=== OBJECTIVE ===
Rewrite the data below, changing every occurrence of "with one point" to "with a single point" and leaving everything else as it is.

=== DATA SHOWN ===

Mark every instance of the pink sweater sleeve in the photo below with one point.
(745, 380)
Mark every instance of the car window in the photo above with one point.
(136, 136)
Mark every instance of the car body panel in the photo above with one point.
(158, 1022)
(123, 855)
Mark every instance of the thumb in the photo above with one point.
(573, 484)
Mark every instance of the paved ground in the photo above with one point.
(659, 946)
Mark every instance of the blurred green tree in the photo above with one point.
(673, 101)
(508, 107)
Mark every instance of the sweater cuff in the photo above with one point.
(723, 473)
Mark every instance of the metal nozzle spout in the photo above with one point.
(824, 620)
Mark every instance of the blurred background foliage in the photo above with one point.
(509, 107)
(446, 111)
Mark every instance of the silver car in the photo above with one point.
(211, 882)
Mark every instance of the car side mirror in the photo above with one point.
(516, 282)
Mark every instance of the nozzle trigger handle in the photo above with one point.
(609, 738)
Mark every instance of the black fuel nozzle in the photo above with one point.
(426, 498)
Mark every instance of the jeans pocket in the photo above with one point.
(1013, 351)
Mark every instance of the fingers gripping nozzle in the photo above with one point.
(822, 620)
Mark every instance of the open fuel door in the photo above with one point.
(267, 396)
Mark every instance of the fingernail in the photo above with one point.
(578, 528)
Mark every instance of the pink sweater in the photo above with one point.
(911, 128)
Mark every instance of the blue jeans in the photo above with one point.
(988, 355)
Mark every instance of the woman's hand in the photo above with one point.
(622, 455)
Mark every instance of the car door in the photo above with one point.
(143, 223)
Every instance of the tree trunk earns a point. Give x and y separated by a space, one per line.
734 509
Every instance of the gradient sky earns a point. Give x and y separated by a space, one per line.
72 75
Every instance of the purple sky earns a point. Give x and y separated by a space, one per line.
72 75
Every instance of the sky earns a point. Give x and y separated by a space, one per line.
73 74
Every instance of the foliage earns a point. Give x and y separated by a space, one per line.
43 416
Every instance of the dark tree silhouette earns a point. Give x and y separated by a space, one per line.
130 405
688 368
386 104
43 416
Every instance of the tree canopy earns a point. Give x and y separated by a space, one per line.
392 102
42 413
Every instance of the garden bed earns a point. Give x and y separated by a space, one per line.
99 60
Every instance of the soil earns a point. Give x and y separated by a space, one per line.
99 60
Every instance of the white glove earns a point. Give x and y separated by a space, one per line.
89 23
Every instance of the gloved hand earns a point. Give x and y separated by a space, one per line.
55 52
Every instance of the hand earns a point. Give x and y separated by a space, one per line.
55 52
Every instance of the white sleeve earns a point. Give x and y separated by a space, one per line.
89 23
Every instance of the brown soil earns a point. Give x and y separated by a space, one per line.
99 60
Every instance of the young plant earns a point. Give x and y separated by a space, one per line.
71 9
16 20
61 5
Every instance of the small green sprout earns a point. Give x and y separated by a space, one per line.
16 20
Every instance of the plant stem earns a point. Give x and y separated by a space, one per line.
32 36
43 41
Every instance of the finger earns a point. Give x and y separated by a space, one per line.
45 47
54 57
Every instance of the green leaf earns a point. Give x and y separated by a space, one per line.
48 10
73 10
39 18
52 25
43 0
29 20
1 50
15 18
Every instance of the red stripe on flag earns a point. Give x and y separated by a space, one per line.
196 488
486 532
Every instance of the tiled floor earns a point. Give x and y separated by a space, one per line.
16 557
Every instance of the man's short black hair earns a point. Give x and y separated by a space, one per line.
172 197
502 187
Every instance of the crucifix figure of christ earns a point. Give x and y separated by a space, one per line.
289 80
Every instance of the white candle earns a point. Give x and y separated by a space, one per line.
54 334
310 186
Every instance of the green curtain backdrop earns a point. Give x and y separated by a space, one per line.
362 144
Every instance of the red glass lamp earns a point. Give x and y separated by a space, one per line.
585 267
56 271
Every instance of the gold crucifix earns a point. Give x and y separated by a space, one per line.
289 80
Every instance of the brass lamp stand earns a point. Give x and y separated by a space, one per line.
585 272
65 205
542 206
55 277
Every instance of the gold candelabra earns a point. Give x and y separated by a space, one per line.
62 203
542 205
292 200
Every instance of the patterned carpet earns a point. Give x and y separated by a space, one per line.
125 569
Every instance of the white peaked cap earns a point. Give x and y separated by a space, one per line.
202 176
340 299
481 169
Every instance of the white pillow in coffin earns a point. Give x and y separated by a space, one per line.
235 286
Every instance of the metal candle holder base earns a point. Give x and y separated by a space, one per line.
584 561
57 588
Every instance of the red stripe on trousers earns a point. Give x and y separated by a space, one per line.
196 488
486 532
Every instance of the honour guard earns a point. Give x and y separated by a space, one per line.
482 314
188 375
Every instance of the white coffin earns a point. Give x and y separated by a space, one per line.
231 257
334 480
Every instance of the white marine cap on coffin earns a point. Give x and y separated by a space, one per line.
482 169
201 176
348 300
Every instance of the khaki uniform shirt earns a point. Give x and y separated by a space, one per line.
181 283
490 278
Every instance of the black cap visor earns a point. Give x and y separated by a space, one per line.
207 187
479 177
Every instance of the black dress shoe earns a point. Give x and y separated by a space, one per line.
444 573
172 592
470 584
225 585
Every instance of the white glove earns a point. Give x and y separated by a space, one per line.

=== EXERCISE ANSWER ===
Mark every instance of the pink sweater sleeve in the photo below with a single point.
(745, 380)
Mark every instance of the car window in the photo above with a single point.
(136, 136)
Mark every instance of the car body panel in the photo above with a single point.
(158, 1022)
(123, 855)
Mark every instance of the thumb in the photo above with a single point.
(573, 484)
Mark every instance of the paved ground in the photo above with a single point.
(659, 946)
Mark every instance of the blurred green tree in the photo above with a single point.
(673, 101)
(508, 107)
Mark every instance of the sweater cuff in the photo above with a single point.
(723, 473)
Mark every instance of the metal nozzle spout in the photo above with a single point.
(824, 620)
Mark every instance of the blurred background foliage in the photo above with a single point.
(509, 107)
(446, 111)
Mark every instance of the silver car in the photo above with a single point.
(211, 882)
Mark every instance of the car side mirror in the photo above with a single point.
(516, 282)
Mark every instance of the nozzle trigger handle in the photo above with a single point.
(609, 738)
Mark every instance of the black fuel nozzle in the photo above with a single point.
(426, 498)
Mark every instance of the jeans pocket in the photo above with a single point.
(1013, 351)
Mark every instance of the fingers gripping nozzle in the photo above with a single point.
(822, 620)
Mark every instance of the open fuel door in the photo above with a single point.
(267, 396)
Mark every instance of the fingernail in the photo above with a single point.
(578, 528)
Mark every instance of the pink sweater in the photo above with a single point.
(911, 128)
Mark every instance of the blue jeans in the photo above with a single point.
(988, 355)
Mark every instance of the woman's hand in the photo above with a single point.
(622, 455)
Mark every instance of the car door in the photo above with a single point.
(143, 223)
Every instance of the tree trunk earns a point. Give x and y separated by a space, one per line.
734 509
Every instance of the gradient sky earns a point. Give x and y separated by a space, one per line.
72 75
Every instance of the purple sky earns a point. Give x and y separated by a space, one per line.
72 75
Every instance of the sky earns a point. Give x and y separated by a space, one per line.
73 74
Every instance of the foliage earns a point. Give x and y separated by a space, one per line.
43 416
Every instance of the dark tree silhouette earns a point. Give x and y separated by a space, one per line.
130 405
688 368
386 104
43 416
Every instance of the tree canopy earns a point. Give x and y separated by a space, one per line.
392 102
42 413
Every instance of the garden bed earns a point. Give x and y separated by a space, one per line.
99 60
Every instance of the soil earns a point. Give x and y separated by a space, one per line.
99 60
Every instance of the white glove earns a point. Give x and y separated by a space, one per line.
89 23
Every instance of the gloved hand earns a point. Give x and y separated by a space, one per line.
55 52
Every instance of the hand earns a point. Give x and y separated by a space, one per line.
55 52
Every instance of the white sleeve earns a point. Give x and y separated by a space, one per line.
89 23
Every instance of the brown soil earns a point. Give x and y separated by a space, one per line.
99 60
Every instance of the young plant earns a point. Give x and y separated by a space, one per line.
71 9
16 20
61 5
Every instance of the small green sprout earns a point. Give x and y separated by a space, one per line.
16 20
Every instance of the plant stem earns a point. Give x and y separated by a space, one per line.
32 36
43 41
Every instance of the finger earns a point. Give x and y separated by a space, one per line.
45 47
54 57
Every instance of the green leaf earns a point. Give x and y separated by a space, one per line.
48 10
73 10
39 18
52 25
43 0
29 20
1 50
15 18
Every instance of the red stripe on flag earns a point. Give x and y separated by a space, one per line.
196 488
486 532
Every instance of the tiled floor earns a point. Give x and y separated by a space, one per line.
16 557
Every instance of the man's short black hair earns a point. Give x and y separated by a space, one per line.
172 197
502 187
Every instance of the crucifix figure of christ earns a point. Give x and y separated by a space, one per line.
289 80
Every instance of the white candle earns a point. Give x and y separated by a space, one per line.
54 334
310 186
Every instance of the green curtain backdrop earns a point. Give x and y separated by a space, one per line.
362 144
Every instance of the red glass lamp earns a point. Give x and y separated by a space, one per line.
585 267
56 271
Every instance of the gold crucifix earns a point. Give x and y separated by a space, one per line.
289 80
Every instance of the brass lamp stand earns a point. Give x and y separated by a space, one per line.
585 272
65 205
542 206
55 277
Every instance of the gold candelabra earns a point. Give x and y separated by a space, one per line.
62 203
542 205
292 200
Every instance of the patterned carpet earns a point. Give x and y separated by a space, one per line.
125 569
Every instance of the white peaked cap earns a point. Give x and y separated by a space, one per line.
202 176
340 299
481 169
Every instance of the white pillow in coffin earns a point. Give x and y separated by a space, one per line.
235 286
Every instance of the metal candle holder base earns a point. Give x and y separated by a space, one per line.
584 561
57 588
Every instance of the red stripe on trousers earns a point. Give x and y separated by a space, one per line.
196 488
486 532
Every instance of the honour guard earns a point. Give x and y separated by a space, one per line.
482 314
188 375
Every instance of the white coffin earns a point. Give x and y separated by a space, one per line.
231 257
334 480
Every instance of the white marine cap on coffin earns a point. Give x and y separated by a space, one per line.
482 169
201 176
348 300
Every instance of the khaki uniform shirt earns a point. Give x and y separated by a space, one per line.
181 283
490 278
Every instance of the black cap visor earns a point. Give x and y separated by a space, one per line.
207 187
479 177
Every instance of the black dress shoe earns a point. Give x and y separated by a space, one per line.
444 573
172 592
470 584
225 585
Every instance of the white glove earns a point. Give x and y separated by a space, one per line.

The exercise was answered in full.